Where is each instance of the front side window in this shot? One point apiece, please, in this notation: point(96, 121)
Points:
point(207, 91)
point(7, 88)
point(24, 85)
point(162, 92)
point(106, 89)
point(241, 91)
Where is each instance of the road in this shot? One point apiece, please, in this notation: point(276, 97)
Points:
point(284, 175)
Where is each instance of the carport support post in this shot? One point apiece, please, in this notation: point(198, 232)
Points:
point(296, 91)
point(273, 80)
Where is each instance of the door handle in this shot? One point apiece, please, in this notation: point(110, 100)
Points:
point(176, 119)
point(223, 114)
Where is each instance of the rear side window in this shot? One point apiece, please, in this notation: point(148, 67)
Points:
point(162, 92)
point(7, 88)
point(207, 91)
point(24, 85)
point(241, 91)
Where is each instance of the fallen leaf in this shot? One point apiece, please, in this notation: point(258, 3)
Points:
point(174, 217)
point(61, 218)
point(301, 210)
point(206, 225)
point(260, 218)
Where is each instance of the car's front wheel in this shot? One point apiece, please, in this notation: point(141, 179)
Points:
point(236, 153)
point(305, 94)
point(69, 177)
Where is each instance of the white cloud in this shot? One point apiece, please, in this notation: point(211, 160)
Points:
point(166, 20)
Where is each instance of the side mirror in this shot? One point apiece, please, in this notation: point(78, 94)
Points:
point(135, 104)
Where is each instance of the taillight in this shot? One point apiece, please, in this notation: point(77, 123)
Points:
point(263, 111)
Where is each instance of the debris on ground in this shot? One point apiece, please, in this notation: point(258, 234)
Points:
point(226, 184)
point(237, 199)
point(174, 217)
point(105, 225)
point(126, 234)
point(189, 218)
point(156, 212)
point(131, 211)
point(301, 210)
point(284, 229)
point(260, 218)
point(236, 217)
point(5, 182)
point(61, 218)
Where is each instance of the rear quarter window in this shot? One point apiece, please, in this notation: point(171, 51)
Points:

● **TASK INSTRUCTIONS**
Put the lines above into a JSON list of strings, with one string for each line and any blank lines left out.

● **OUTPUT BELOW**
[
  "Where is each instance of the front side window in this shot? One point apiece, please, in this notation: point(96, 121)",
  "Points:",
  "point(207, 91)",
  "point(7, 88)",
  "point(24, 85)",
  "point(162, 92)",
  "point(106, 89)",
  "point(241, 91)",
  "Where is each instance of the road in this shot? One point apiece, please, in this notation: point(276, 97)",
  "Points:",
  "point(284, 175)",
  "Where is each instance of the carport support post in this shot? One point apiece, please, in this notation: point(198, 232)",
  "Points:",
  "point(296, 91)",
  "point(273, 80)",
  "Where is each instance of the door handle in this shot? One point apiece, please, in this notation: point(110, 100)",
  "Points:",
  "point(176, 119)",
  "point(223, 114)",
  "Where is each instance of the rear side window in this shot? One point apiece, please, in this notation: point(148, 67)",
  "Points:",
  "point(162, 92)",
  "point(7, 88)",
  "point(207, 91)",
  "point(24, 85)",
  "point(241, 91)",
  "Where is each instance of the fallen leaf in this shot? One point apiece, please, in this notation: point(258, 3)",
  "Points:",
  "point(174, 217)",
  "point(61, 218)",
  "point(301, 210)",
  "point(206, 225)",
  "point(260, 218)",
  "Where is each instance of the car's front wheel in this shot? One point apiece, please, in this notation: point(141, 179)",
  "Points:",
  "point(236, 153)",
  "point(305, 94)",
  "point(69, 177)",
  "Where is each instance of the white cloud in this shot? One point apiece, please, in this notation: point(211, 160)",
  "Points:",
  "point(166, 20)",
  "Where is each instance of the side mirror in this shot? One point apiece, please, in this notation: point(78, 94)",
  "Points:",
  "point(135, 104)",
  "Where is each instance of the taillight in this shot? One point apiece, please, in this notation: point(77, 123)",
  "Points:",
  "point(263, 111)",
  "Where is each instance of the debris on ground in this shot? One point apiece, please, in this notation: point(258, 234)",
  "Points:",
  "point(226, 184)",
  "point(237, 199)",
  "point(174, 217)",
  "point(105, 225)",
  "point(126, 234)",
  "point(189, 218)",
  "point(156, 212)",
  "point(131, 211)",
  "point(301, 210)",
  "point(284, 229)",
  "point(260, 218)",
  "point(236, 217)",
  "point(5, 182)",
  "point(61, 218)",
  "Where is each instance of the rear quarter window in this shot? One point apiece, please, in this notation: point(171, 51)",
  "Points:"
]